■ THE RECORDS
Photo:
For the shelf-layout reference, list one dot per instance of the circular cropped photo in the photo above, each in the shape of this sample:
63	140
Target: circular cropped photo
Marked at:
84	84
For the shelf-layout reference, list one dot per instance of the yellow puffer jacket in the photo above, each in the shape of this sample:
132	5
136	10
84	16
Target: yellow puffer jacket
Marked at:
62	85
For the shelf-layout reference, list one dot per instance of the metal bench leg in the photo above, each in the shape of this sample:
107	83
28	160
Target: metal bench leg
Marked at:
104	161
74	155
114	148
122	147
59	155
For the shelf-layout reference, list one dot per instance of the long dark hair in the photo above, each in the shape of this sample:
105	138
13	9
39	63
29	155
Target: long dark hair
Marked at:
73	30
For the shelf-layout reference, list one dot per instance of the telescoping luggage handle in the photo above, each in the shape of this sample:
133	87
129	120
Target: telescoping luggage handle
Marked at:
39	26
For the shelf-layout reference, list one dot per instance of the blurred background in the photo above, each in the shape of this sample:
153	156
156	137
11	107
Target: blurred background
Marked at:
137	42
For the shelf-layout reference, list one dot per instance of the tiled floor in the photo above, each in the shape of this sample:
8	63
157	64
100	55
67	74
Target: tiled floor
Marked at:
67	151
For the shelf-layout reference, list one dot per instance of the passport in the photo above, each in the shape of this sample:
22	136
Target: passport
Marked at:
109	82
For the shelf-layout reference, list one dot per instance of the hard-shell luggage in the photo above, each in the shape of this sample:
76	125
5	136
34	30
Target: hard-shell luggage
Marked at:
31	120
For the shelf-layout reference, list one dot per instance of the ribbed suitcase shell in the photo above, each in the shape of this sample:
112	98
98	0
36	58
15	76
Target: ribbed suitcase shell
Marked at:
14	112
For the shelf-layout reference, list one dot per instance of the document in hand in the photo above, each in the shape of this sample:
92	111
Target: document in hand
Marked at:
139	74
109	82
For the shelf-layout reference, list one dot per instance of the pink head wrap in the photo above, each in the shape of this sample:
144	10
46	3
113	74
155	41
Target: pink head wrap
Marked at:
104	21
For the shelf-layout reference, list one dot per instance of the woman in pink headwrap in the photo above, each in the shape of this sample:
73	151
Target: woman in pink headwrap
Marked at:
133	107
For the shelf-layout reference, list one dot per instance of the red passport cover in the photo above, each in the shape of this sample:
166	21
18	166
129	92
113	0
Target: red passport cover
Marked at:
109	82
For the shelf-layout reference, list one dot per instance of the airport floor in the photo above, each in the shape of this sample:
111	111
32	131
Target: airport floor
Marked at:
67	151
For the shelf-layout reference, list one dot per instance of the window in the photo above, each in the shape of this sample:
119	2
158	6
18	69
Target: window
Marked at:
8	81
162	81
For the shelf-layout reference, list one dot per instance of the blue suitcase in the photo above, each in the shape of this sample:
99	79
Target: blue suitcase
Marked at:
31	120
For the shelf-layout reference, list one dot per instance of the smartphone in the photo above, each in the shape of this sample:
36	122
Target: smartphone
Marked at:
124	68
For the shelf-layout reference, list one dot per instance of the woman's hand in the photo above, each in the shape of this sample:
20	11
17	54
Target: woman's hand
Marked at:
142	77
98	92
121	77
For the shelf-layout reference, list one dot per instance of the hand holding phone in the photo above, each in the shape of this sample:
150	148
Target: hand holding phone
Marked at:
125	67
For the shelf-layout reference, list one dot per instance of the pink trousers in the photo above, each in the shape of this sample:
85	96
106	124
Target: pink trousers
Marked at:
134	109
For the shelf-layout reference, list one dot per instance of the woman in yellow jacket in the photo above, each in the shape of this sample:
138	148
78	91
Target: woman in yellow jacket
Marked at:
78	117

■ YOUR OBJECTIVE
From the preceding material, extract every line exactly.

■ RESPONSE BELOW
Photo:
For the shelf-layout reference, list one dot per instance of the circular cropped photo in the photo above, each in the shape of this sample:
63	140
Target: circular cropped photo
Marked at:
84	84
For the shelf-layout reference, list one dot per instance of the yellow puffer jacket in the photo above, each in the shape of this sample:
132	5
136	10
84	16
Target: yellow puffer jacket
Marked at:
62	85
For the shelf-layout reference, list one dot per instance of the metal bench leg in the photo above, each in the shape of this sample:
107	83
28	160
Target: metal bench leg
Marked at:
104	161
74	155
114	148
122	147
59	155
For the shelf-layout reference, list one dot per instance of the long dark hair in the photo above, each in the shape of this sample:
105	138
13	9
39	63
29	155
Target: long dark hair
Marked at:
73	30
For the shelf-layout reference, list one dot per instance of the telescoping luggage handle in the photo above, each in the shape of this sample:
133	87
129	120
Target: telescoping luggage handle
Marked at:
39	26
For the shelf-layout reference, list one dot per instance of the blurred background in the photo above, each in the shape of this sample:
153	156
156	137
11	107
Target: blurred background
Marked at:
137	42
For the shelf-layout reference, list one dot per instance of the tiled floor in the photo above, each in the shape of this sample:
8	63
157	64
100	55
67	74
Target: tiled floor
Marked at:
67	151
For the shelf-layout reference, list one dot per instance of the passport in the photo above, each in the shape of this sample:
22	136
Target: passport
Marked at:
109	82
For the shelf-layout reference, list one dot per instance of the hard-shell luggage in the photo above, each in the shape of this sample:
76	125
5	136
34	30
Target: hard-shell luggage
Marked at:
31	120
For the shelf-layout reference, list one dot per instance of the ribbed suitcase shell in the photo above, each in the shape of this sample:
112	98
98	0
36	58
15	76
Target: ribbed suitcase shell
Marked at:
14	112
For the shelf-layout reference, list one dot per instance of the document in hand in the photo above, each in the shape of this sample:
92	111
Target: document in hand
Marked at:
139	74
109	82
For the shelf-layout reference, list one dot per instance of the pink head wrap in the photo above, each in the shape of this sample:
144	10
46	3
113	74
155	41
Target: pink head wrap
Marked at:
104	21
For the shelf-layout reference, list one dot per instance of the woman in pink headwrap in the photo above, each in the shape of this sample:
73	151
Target: woman in pink headwrap
Marked at:
133	107
For the shelf-layout reference, list one dot per instance of the red passport cover in the photo above, each in the shape of this sample:
166	21
18	166
129	92
113	0
Target: red passport cover
Marked at:
109	82
For the shelf-layout reference, list one dot per instance of the airport floor in the photo above, each in the shape of this sample:
111	111
32	131
Target: airport floor
Marked at:
67	151
For the shelf-layout reference, list one dot per instance of the window in the photo above, each in the shape of this sample:
119	2
158	6
18	69
Target: window
Marked at:
8	81
162	81
For the shelf-layout reference, list one dot per instance of the blue suitcase in the photo above, each in the shape of this sample:
99	79
Target: blue suitcase
Marked at:
31	120
For the shelf-layout reference, list one dot per instance of the smartphone in the photo above, each in the shape of this sample:
36	122
Target: smartphone
Marked at:
124	68
For the shelf-layout reference, list one dot per instance of the woman's hand in the photo above, each in the shape of this sample:
20	11
17	54
Target: woman's hand
Marked at:
142	77
98	92
121	77
For the shelf-layout reference, list one dot per instance of the hand holding phone in the photo above, each in the shape of this sample:
150	148
Target: hand holding phone
Marked at:
125	67
For the shelf-layout reference, list one dot per instance of the pink trousers in the photo above, each in the shape of this sample:
85	96
106	124
Target: pink trousers
Marked at:
134	109
For the shelf-layout reference, list one dot per instance of the woman in yellow jacket in the photo above, each in the shape of this sample:
138	148
78	91
Target: woman in yellow jacket
Marked at:
78	117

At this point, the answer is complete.